- [Given problem] Reproduce, word for word, every line starting at the line that contains "of the blue" and ending with the final line of the entries.

- [Provided records]
____
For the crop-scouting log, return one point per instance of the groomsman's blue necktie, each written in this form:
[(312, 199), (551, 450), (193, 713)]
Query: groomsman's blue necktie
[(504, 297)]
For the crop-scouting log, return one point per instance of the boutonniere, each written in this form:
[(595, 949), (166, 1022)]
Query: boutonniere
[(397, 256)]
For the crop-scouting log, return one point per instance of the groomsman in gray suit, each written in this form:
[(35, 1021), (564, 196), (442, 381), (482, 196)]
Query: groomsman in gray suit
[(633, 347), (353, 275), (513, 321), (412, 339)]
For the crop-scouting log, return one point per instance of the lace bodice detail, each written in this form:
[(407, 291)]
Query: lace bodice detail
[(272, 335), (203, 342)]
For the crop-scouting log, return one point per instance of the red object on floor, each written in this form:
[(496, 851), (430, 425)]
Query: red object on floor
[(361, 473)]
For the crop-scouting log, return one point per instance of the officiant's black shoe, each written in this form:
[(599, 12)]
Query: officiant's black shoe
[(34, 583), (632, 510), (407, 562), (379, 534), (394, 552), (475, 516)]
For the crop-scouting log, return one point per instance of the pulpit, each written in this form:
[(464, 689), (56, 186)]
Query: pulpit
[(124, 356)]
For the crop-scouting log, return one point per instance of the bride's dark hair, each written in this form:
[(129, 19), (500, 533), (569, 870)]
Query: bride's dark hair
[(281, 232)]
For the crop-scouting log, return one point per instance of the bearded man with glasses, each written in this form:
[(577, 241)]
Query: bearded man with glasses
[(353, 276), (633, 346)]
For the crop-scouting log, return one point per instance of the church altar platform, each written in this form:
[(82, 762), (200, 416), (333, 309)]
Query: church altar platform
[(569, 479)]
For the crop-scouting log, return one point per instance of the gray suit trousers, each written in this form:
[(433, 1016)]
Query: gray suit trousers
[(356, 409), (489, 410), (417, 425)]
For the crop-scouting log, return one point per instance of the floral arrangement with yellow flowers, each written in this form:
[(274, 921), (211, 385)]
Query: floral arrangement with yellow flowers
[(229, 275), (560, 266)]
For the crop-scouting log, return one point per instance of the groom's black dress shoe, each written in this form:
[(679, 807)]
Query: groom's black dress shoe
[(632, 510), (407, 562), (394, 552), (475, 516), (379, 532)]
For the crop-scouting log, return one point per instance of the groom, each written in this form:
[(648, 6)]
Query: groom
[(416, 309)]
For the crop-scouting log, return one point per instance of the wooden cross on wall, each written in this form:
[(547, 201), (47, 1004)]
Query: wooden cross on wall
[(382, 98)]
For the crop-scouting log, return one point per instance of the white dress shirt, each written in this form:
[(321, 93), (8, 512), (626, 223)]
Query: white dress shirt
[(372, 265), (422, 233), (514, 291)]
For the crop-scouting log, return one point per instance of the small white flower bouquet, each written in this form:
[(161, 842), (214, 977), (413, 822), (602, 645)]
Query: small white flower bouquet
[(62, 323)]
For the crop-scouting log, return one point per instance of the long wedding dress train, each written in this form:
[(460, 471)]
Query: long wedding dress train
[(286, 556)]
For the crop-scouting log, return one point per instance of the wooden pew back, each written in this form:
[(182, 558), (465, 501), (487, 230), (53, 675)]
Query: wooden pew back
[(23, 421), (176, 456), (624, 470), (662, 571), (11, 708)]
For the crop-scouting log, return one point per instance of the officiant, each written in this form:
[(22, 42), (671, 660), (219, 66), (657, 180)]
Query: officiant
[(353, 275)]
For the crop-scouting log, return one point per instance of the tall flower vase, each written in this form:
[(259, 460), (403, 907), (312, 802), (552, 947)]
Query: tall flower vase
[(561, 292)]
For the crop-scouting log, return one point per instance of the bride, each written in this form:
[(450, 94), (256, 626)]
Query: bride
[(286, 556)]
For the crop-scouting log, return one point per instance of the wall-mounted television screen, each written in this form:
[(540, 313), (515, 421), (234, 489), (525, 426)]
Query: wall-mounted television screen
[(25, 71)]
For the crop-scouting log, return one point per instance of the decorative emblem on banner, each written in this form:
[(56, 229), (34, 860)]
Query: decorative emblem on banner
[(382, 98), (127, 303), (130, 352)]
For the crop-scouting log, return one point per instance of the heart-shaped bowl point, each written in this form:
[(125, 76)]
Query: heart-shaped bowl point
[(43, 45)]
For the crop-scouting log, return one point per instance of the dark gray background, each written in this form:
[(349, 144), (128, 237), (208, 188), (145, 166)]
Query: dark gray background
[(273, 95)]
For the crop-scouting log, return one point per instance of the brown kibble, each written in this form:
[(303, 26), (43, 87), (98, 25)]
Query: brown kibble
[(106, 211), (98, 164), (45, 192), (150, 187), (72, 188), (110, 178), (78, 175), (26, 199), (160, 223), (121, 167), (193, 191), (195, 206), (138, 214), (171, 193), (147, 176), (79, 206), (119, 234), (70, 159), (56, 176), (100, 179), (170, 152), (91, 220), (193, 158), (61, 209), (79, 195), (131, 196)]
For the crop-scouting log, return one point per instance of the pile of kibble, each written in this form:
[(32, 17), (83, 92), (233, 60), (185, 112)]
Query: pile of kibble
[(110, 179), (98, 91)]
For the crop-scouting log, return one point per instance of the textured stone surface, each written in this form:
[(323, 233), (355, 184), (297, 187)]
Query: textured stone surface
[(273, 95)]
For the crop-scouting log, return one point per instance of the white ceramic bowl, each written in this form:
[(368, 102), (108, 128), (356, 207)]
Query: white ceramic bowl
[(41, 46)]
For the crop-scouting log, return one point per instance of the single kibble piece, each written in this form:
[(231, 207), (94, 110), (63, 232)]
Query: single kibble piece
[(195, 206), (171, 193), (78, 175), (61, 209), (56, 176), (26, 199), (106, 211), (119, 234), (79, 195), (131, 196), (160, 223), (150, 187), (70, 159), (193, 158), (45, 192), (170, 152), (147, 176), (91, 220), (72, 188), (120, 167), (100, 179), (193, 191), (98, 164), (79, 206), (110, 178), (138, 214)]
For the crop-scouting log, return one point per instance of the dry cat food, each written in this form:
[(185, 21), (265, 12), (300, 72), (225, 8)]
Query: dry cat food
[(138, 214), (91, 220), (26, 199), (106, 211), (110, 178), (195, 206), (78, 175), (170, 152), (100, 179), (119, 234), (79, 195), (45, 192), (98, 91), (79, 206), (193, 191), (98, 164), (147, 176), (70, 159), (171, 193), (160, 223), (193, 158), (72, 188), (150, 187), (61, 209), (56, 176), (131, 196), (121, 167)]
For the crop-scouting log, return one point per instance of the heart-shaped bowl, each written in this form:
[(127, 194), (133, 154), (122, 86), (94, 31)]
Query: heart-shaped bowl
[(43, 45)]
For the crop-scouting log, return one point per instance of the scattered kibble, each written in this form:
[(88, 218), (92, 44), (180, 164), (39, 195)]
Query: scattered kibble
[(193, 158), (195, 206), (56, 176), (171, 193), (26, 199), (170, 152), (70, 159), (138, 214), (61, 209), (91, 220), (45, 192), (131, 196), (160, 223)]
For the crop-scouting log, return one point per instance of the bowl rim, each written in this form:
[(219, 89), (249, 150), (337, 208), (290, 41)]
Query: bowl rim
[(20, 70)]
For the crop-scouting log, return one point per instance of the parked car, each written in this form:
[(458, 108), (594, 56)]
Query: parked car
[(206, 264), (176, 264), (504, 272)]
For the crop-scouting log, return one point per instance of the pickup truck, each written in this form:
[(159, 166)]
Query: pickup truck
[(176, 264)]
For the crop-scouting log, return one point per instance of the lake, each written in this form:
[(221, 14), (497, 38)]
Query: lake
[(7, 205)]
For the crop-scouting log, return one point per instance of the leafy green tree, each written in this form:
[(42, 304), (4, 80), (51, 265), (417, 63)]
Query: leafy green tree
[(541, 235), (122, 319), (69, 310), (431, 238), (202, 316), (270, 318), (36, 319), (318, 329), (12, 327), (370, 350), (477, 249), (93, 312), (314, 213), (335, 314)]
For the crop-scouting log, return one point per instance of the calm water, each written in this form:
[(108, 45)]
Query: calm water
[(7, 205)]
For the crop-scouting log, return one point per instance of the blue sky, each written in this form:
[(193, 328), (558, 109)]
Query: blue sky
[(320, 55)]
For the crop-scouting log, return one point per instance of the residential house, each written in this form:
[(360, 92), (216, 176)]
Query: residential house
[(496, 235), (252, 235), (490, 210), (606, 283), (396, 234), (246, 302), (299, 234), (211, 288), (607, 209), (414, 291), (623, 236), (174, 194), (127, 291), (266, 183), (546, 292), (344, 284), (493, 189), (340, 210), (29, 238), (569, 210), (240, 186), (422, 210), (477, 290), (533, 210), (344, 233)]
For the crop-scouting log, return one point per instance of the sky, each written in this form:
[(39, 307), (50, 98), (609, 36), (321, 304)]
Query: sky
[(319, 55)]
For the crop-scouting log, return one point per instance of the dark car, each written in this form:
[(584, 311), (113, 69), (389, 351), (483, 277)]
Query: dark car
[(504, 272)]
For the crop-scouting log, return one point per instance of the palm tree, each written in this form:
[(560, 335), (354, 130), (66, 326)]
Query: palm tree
____
- [Completed task]
For the crop-scouting log, return one point per instance of the blue sky, each written in this form:
[(193, 328), (558, 109)]
Query: blue sky
[(320, 55)]
For the crop-scouting log, return one point per instance of the residential house, each written in this form:
[(360, 92), (216, 176)]
Query: residential house
[(496, 235), (252, 235), (490, 210), (606, 283), (396, 234), (246, 302), (299, 234), (211, 288), (607, 209), (414, 291), (623, 236), (174, 194), (127, 291), (266, 183), (546, 292), (344, 284), (493, 189), (340, 210), (29, 238), (569, 210), (240, 186), (422, 210), (477, 290), (533, 210), (344, 233)]
For the crop-scouting log, return one point per instance of the sky, each written in this form:
[(39, 307), (50, 98), (609, 36), (321, 304)]
Query: sky
[(319, 55)]
For the crop-scouting log, return one point per instance of the dark car, each written in this form:
[(584, 311), (113, 69), (389, 351), (483, 277)]
Query: dark car
[(504, 272)]
For the crop-scouting log, return one point per instance of the palm tree, each written in this form:
[(560, 335), (354, 130), (66, 326)]
Query: palm tree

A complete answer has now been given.